What you should do
Your answer is the lines below, exactly, from the one that contains "Tag a single point on each instance of the pink" through the one that contains "Tag a single point on each instance of the building", both included.

[Extracted data entries]
====================

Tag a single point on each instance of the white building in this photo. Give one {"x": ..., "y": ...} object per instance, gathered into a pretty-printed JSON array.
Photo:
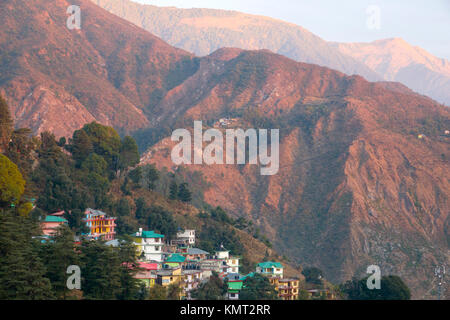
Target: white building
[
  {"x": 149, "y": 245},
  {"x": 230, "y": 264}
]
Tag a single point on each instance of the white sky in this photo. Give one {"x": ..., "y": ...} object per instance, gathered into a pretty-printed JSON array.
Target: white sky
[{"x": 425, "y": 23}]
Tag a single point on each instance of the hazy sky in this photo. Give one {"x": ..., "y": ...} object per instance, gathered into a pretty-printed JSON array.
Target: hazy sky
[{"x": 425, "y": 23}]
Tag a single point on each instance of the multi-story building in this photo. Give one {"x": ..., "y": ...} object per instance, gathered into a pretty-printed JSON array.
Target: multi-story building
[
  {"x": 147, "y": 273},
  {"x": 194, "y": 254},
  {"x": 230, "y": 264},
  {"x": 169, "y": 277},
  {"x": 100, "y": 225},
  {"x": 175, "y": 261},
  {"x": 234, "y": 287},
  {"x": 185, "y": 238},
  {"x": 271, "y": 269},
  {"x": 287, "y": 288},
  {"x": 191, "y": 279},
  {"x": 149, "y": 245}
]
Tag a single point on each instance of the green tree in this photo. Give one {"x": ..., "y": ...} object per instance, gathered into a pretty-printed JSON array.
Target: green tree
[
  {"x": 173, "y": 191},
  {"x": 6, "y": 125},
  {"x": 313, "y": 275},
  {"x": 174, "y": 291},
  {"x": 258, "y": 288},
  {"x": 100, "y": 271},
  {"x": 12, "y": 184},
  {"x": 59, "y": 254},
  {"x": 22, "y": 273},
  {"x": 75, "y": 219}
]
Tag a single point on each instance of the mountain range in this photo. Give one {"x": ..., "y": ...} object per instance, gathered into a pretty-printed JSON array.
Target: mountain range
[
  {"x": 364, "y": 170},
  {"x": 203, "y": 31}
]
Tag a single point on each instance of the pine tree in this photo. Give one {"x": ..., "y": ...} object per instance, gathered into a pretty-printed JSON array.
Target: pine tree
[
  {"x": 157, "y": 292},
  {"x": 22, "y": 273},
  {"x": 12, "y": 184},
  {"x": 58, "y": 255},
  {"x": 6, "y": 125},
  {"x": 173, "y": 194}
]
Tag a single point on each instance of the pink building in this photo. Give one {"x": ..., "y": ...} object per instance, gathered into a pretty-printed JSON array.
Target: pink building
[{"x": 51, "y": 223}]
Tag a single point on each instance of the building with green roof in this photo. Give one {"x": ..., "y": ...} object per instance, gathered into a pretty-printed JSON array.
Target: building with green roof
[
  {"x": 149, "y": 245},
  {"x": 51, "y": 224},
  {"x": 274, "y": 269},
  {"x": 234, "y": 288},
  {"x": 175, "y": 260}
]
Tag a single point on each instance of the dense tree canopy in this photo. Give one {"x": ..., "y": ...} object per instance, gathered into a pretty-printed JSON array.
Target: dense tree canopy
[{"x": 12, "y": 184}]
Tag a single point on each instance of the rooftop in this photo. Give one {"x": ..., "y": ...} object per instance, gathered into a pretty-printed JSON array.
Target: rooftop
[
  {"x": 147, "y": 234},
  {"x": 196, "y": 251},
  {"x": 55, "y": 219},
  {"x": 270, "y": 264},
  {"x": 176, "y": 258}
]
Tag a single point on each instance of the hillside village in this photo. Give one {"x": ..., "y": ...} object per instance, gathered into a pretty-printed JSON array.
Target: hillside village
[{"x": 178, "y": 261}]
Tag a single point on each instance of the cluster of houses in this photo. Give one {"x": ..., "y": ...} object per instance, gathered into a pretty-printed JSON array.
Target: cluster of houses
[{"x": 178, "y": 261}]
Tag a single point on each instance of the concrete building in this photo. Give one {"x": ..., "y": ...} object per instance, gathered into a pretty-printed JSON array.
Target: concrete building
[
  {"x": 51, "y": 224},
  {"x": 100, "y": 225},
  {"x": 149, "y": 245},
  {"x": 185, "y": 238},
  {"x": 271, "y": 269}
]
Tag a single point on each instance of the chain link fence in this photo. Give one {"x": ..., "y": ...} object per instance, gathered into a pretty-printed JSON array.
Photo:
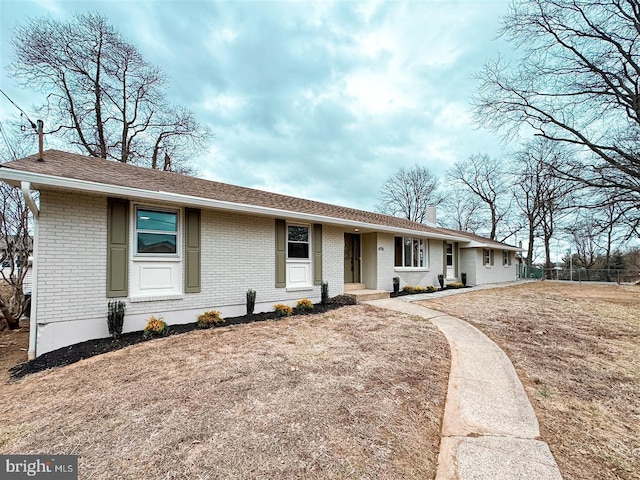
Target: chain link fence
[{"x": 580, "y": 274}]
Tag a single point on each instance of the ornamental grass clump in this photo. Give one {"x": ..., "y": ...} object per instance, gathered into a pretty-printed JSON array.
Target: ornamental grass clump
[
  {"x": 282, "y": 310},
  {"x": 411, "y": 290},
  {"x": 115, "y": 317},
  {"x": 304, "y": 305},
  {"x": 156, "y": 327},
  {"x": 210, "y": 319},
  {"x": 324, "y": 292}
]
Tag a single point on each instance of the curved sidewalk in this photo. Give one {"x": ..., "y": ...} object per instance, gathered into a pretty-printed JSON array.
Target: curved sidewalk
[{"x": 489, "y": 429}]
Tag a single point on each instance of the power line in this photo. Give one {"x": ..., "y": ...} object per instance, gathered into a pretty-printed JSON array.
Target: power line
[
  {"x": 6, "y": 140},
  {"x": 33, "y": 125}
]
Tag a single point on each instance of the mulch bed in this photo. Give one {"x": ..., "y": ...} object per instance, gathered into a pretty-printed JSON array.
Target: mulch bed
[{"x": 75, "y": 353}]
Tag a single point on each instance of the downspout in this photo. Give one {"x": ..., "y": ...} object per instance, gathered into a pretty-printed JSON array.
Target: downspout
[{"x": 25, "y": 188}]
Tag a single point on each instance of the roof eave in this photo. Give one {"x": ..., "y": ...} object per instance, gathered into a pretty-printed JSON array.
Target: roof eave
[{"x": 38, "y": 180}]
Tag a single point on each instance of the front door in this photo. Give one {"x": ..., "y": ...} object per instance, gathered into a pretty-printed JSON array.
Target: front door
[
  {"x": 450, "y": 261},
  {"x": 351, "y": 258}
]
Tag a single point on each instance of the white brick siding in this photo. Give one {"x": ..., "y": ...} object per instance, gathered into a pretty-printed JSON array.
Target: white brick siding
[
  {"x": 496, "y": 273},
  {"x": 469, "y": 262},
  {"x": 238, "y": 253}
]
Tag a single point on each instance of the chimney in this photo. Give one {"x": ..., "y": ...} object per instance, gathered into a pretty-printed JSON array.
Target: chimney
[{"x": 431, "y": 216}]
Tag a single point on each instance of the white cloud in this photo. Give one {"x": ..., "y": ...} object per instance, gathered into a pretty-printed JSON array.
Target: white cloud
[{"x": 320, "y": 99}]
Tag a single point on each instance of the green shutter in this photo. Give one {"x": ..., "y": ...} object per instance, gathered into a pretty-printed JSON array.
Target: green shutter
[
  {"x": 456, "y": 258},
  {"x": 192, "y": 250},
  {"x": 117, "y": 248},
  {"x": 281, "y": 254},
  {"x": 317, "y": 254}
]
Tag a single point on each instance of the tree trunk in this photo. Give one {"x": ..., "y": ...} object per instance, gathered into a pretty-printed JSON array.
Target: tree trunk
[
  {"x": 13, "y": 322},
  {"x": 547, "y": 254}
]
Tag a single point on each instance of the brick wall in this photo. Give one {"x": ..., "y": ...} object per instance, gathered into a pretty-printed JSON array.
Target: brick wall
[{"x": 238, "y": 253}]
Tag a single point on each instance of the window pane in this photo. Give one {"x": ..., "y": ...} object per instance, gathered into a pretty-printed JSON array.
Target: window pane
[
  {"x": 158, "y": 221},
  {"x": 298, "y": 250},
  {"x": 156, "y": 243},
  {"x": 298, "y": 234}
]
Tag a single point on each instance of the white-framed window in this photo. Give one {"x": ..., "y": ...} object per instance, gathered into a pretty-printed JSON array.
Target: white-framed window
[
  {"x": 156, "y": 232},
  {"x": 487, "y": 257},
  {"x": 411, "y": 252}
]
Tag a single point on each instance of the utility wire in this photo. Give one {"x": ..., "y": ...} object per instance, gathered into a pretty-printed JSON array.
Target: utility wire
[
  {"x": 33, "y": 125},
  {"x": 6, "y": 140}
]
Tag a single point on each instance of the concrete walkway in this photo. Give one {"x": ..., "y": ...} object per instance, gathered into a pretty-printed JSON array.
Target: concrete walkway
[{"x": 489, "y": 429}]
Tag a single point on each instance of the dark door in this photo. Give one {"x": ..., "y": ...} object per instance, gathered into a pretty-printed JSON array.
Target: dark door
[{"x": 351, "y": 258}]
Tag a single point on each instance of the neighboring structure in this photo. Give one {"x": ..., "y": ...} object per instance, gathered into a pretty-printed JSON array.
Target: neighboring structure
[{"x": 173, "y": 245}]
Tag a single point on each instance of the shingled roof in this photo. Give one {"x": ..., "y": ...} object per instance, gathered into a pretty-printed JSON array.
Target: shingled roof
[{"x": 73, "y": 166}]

====================

Finished exercise
Tag a single point on each instance of the pink building in this photo. Give one {"x": ..., "y": ...} object per instance, gathered into a pretty-printed JSON array.
Target: pink building
[{"x": 51, "y": 223}]
Tag a single point on each instance of the building with green roof in this photo. Give one {"x": ..., "y": ...} object per instance, gathered into a pretty-printed JSON array.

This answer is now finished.